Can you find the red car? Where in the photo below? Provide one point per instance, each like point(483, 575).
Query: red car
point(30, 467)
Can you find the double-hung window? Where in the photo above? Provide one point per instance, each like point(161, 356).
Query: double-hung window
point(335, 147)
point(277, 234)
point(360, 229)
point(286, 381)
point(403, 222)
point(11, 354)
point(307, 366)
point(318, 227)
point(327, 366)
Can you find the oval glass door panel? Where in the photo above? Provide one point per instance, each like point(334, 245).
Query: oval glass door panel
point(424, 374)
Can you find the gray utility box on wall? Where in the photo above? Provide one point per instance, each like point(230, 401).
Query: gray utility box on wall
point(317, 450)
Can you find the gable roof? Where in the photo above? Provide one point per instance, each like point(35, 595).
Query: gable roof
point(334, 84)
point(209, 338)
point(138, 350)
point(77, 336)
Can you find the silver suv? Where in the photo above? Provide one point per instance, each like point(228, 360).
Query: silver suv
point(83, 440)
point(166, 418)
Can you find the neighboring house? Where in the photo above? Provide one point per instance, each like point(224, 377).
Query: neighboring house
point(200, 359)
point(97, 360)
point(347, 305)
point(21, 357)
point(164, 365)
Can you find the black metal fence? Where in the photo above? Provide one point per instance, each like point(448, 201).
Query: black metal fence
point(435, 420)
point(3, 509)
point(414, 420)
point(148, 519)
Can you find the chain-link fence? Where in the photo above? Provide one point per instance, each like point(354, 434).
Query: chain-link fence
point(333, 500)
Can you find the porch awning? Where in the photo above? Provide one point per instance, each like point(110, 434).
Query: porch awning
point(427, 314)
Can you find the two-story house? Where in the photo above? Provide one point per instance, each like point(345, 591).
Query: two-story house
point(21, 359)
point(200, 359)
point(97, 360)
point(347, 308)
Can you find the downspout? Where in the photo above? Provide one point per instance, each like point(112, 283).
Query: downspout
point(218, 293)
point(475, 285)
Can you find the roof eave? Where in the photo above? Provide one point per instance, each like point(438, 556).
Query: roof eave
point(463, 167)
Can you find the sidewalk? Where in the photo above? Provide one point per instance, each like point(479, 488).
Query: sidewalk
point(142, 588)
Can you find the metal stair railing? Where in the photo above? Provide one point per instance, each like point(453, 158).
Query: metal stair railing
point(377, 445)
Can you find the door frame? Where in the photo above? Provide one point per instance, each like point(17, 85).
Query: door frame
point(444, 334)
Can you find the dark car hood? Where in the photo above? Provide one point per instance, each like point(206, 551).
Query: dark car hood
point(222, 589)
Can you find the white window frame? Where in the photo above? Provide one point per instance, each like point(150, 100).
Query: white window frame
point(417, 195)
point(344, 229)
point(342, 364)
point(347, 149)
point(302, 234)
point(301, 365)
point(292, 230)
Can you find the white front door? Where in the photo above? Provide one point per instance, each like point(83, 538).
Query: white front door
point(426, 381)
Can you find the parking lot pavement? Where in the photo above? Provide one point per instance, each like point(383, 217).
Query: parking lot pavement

- **Task**: Reproduce all of the entries above word for word, keeping every line unchanged and in its original order.

- **Task answer**:
Can you find the red car? Where in the photo below? Provide one point per instance, each like point(483, 575).
Query: red car
point(30, 467)
Can you find the double-hung window? Where in the photo above? Provide one point per instance, each like point(161, 356).
Query: double-hung window
point(335, 147)
point(277, 234)
point(360, 229)
point(286, 381)
point(403, 222)
point(11, 354)
point(307, 366)
point(318, 227)
point(327, 366)
Can you find the oval glass door panel? Where in the photo above? Provide one point per instance, each like point(334, 245).
Query: oval glass door panel
point(424, 374)
Can you find the gray utility box on wall? Where in the photo above? Provide one point per instance, each like point(230, 401).
Query: gray utility box on wall
point(317, 450)
Can you find the gable roof? Where in the photo above? Provide one point per instance, each like point(35, 595).
Query: gable roof
point(334, 84)
point(209, 338)
point(138, 350)
point(77, 336)
Can you find the silver suv? Where in the photo above? Provide one point per instance, each like point(228, 360).
Query: silver suv
point(83, 440)
point(166, 418)
Can you find the neighboring house? Where in the photo above? Provide one point per instance, each like point(224, 377).
Query: neighboring house
point(200, 359)
point(97, 360)
point(347, 305)
point(21, 357)
point(164, 365)
Can you find the black metal fence? Where in the photo above? Provide one point per instance, each like point(448, 201).
Query: black metal fence
point(435, 420)
point(3, 509)
point(414, 420)
point(148, 519)
Can you find the chain-link fence? Where in the photo above? Provide one point per instance, each like point(354, 434).
Query: chain-link fence
point(333, 500)
Can you find the porch awning? Where in the photo above? Provide one point per instance, each like point(110, 434).
Query: porch awning
point(427, 314)
Can you find the two-story house? Where in the photo above? Provide one point per instance, each like point(345, 591).
Query: two-story house
point(21, 359)
point(200, 359)
point(97, 360)
point(347, 308)
Can you find the downspout? Where in the photo above? Provide one point per instance, each like point(112, 283).
Query: downspout
point(218, 293)
point(475, 285)
Can you find the roof eave? Where in the photo above? Provide one point per instance, each like point(438, 556).
Query: roof eave
point(463, 167)
Can you find the sidewalk? Where in the photo above? Provide one point per instance, each like point(479, 488).
Query: sidewalk
point(142, 588)
Can you find the metal stair railing? Where in the photo above? Provide one point per instance, each like point(453, 158).
Query: metal stair railing
point(377, 445)
Can you find the door frame? Where in the photo above? Provide one point per instance, each like point(17, 85).
Query: door frame
point(444, 334)
Can you find the dark car hood? Where in the photo above? Provide one point per instance, each like point(206, 551).
Query: dark car hood
point(222, 589)
Can you find the white window frame? Where in the photo above? Provide one point per instance, each like point(150, 100).
Query: white window frame
point(417, 195)
point(344, 229)
point(342, 364)
point(347, 149)
point(302, 234)
point(301, 365)
point(292, 230)
Can you find the white front door? Where in the photo above? Provide one point per instance, each like point(83, 538).
Query: white front door
point(426, 381)
Can you find the parking lot pavement? Where in the photo above? Provide one point per instance, each like point(383, 217).
Query: parking lot pavement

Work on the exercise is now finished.